-------- Brano riportato

Quando Antonio Castagna ci propose di accompagnare la sua classe in biblioteca di quartiere, la “nostra Ginzburg”, accettammo con entusiasmo coinvolgendo Gemma Cassia in questa iniziativa.
Un’iniziativa che coincide perfettamente con il nostro modo di lavorare nel e per il territorio.
Collaborare con le scuole è una delle missioni dell’ANPI, collaborare con una scuola che contiene il “mondo intero” vuol dire accogliere e condividere storie, aspirazioni e constatare che a prescindere dal luogo di provenienza o dalle storie famigliari ci assomigliamo tutti.
Ringraziamo Antonio e la sua collega, professoressa Joana Gioni, per averci donato questa occasione di incontro e di collaborazione e Gemma Cassia per aver aperto, anzi spalancato, le porte della Ginzburg.
Infine il dono che gli studenti e le studentesse del Giulio ci faranno: la traduzione delle schede delle lapidi presenti sul nostro territorio in spagnolo e rumeno, traduzioni che andranno ad aggiungersi a quella in arabo. Noi a loro abbiamo donato alcune copie della Costituzione, che ci tiene tutti insieme, con la versione anche in altre lingue.

----------------
-------- Dati forniti

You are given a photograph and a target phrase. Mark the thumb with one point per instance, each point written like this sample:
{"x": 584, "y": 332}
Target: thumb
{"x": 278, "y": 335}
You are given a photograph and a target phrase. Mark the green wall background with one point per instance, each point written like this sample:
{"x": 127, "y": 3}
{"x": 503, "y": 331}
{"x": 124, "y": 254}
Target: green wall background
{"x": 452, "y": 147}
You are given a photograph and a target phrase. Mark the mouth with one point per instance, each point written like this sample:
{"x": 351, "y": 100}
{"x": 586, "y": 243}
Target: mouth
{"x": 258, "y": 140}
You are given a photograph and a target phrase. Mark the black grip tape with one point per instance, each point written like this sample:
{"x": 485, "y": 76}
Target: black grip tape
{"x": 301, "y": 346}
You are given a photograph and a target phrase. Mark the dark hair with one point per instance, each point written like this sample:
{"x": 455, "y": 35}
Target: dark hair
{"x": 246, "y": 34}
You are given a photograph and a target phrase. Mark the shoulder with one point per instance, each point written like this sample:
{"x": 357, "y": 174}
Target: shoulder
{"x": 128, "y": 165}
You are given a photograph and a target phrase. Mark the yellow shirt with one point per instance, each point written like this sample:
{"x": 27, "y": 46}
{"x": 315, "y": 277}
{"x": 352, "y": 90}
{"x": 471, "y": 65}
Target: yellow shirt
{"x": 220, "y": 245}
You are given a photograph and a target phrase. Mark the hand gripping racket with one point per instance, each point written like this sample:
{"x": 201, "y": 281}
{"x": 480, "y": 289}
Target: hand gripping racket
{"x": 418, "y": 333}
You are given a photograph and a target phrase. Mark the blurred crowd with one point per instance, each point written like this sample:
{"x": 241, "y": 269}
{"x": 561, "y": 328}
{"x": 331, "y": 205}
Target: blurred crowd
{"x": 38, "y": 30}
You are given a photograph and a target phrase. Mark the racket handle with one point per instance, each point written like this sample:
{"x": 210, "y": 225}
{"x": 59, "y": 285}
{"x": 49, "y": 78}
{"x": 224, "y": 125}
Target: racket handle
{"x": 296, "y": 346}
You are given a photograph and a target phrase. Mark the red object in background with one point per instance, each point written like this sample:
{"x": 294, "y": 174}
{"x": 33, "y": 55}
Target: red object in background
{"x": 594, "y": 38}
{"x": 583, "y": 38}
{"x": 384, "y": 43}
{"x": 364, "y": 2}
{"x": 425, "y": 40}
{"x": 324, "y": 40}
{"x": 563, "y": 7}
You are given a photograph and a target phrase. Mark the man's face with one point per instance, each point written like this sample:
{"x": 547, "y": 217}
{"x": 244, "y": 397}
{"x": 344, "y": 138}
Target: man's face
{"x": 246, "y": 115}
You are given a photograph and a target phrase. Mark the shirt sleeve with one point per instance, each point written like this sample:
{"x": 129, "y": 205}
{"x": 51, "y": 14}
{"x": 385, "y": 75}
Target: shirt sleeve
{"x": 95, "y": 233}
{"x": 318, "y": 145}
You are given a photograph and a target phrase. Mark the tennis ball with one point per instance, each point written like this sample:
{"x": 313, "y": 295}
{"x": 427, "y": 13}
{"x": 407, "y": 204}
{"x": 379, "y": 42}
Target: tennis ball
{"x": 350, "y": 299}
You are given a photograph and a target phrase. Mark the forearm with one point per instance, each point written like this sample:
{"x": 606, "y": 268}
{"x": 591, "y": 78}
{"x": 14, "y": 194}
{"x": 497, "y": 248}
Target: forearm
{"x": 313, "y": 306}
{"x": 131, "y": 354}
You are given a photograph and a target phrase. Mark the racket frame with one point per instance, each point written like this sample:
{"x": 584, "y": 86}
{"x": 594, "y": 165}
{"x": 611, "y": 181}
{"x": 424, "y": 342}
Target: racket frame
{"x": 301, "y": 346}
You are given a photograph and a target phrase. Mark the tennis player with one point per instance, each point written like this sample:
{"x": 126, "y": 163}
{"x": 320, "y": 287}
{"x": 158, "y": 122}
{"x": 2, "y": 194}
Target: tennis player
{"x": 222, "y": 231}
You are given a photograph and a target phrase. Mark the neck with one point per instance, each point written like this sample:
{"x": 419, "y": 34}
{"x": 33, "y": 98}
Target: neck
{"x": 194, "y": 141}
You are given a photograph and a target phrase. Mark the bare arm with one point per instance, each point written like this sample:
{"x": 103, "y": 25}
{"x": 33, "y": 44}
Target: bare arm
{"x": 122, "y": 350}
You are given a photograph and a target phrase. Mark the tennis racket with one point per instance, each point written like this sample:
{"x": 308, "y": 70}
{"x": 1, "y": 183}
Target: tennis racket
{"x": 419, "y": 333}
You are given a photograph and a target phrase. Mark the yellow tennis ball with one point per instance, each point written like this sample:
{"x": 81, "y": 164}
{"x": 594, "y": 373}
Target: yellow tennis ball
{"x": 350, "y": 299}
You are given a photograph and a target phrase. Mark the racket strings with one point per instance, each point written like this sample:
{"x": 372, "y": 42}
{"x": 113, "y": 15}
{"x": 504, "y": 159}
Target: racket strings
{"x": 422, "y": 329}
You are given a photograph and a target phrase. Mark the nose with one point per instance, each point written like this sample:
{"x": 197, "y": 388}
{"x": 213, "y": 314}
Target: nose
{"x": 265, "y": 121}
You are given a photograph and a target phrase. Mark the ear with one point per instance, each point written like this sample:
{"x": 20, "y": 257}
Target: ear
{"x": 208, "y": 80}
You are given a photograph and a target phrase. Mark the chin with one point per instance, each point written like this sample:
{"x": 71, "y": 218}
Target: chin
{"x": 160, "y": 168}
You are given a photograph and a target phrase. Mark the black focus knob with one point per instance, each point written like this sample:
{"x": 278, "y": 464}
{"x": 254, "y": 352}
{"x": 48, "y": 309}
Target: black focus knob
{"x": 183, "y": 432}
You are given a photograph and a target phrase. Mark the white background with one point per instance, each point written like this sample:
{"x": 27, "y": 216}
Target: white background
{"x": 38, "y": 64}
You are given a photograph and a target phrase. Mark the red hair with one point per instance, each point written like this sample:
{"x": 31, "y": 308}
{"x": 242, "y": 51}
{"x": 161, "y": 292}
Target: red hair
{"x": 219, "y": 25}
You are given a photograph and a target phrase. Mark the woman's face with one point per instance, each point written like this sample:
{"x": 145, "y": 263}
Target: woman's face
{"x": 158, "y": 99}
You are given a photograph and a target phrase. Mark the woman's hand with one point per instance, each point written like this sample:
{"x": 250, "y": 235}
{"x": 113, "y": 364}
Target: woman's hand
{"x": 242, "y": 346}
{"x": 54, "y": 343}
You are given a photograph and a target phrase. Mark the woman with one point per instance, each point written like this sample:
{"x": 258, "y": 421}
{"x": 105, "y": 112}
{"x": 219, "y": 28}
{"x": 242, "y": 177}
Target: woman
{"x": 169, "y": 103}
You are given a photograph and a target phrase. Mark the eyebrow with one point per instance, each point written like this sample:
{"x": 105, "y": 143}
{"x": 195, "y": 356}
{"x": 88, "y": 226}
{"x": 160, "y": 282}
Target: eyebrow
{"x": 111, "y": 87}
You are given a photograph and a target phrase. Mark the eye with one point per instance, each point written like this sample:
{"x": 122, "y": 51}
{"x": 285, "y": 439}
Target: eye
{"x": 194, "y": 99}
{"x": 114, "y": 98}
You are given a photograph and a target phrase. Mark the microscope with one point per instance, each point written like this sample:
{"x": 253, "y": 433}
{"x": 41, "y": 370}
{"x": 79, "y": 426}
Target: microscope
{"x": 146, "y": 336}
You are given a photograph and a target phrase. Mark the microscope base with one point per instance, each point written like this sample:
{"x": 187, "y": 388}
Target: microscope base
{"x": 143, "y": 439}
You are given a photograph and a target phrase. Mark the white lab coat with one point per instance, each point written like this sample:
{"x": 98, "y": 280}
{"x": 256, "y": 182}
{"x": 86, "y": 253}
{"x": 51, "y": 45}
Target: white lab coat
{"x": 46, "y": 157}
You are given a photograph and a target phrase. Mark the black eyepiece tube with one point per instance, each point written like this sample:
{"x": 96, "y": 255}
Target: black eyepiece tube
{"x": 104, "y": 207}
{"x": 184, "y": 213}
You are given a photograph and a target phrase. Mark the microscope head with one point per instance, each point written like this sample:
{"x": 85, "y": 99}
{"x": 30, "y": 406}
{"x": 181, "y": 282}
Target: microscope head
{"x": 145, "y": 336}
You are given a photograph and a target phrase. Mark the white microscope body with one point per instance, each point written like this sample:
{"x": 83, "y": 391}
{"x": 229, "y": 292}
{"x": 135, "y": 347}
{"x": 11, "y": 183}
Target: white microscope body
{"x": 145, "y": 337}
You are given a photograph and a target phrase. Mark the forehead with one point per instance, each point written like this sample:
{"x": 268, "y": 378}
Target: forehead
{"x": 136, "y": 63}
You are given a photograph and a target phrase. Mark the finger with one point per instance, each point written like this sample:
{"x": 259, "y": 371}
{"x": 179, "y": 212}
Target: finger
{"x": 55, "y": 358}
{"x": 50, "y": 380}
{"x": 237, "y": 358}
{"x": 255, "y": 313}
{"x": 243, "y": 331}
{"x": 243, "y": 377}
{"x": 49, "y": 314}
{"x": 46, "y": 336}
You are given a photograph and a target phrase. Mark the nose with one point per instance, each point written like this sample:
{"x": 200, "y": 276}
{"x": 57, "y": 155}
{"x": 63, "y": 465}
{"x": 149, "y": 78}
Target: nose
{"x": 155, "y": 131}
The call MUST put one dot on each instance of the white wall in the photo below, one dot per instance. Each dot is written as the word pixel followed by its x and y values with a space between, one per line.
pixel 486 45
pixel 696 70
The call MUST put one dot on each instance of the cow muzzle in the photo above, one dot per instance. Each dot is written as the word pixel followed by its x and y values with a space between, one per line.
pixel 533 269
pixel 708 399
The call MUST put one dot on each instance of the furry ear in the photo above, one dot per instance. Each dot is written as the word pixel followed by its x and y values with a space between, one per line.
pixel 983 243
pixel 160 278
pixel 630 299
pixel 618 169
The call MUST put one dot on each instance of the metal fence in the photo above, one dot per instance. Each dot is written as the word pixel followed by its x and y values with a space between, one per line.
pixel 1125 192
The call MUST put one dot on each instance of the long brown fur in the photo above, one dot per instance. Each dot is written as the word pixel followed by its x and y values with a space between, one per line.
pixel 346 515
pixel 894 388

----------------

• _Compito assegnato_
Prosegua il brano sulla collaborazione tra l'ANPI e la classe accompagnata alla biblioteca Ginzburg, riprendendo subito dopo la sua ultima frase.

• _Esito del compito_
Di seguito il racconto di Antonio Castagna del progetto
In biblioteca con l’ANPI Nicola Grosa
Insegno Italiano e Storia in una scuola serale, l’IIS Giulio di via Bidone, a Torino e ho 55 anni. Gli allievi sono talvolta miei coetanei, a volte sono invece giovani che hanno abbandonato per qualche motivo la scuola e che dopo qualche anno decidono, per puntiglio o alla ricerca di un lavoro meno stressante, di completare il percorso della scuola secondaria superiore. Altri, molti, sono stranieri, qualcuno arrivato da qualche anno, armato di un italiano ancora impreciso; qualcuno invece è qui da diversi anni, con un titolo di studi acquisito in patria ma privo di valore in Italia perché tra i governi non si è raggiunto un accordo per stabilire un livello minimo di riconoscimento. Qualcuno, tra questi ultimi, è laureato; altri hanno un progetto chiaro e intendono arrivare alla laurea pur continuando a lavorare.
Dunque in media si tratta di persone motivate che nella scuola serale trovano un sostegno ai loro progetti di vita.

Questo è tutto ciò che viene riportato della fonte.